# Stated problem:
Give the part of the records running from the start through the line containing "290 657 302 693", both ends included, as a two-column CSV with the columns instruction and output and one row per record. Put each value in a single quoted field with line breaks replaced by spaces, and leave out the pictures.

# Provided records:
┌──

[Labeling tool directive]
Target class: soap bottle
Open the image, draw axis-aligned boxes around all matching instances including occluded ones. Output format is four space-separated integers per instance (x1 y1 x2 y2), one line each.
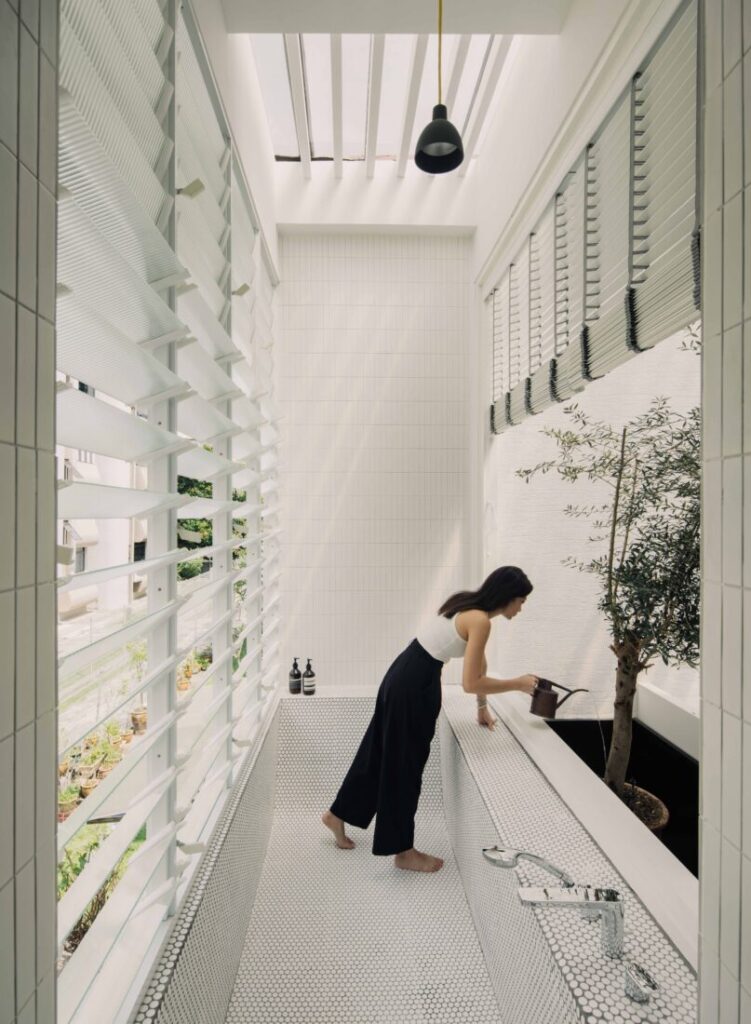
290 657 302 693
302 657 316 694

└──

# Answer:
instruction,output
"[Labeling tool directive] Target class: soap bottle Open the image, draw axis-aligned boxes around all matching instances including occluded ones. Output format is four space-separated integers per instance (x1 y1 x2 y2), one line each.","290 657 302 693"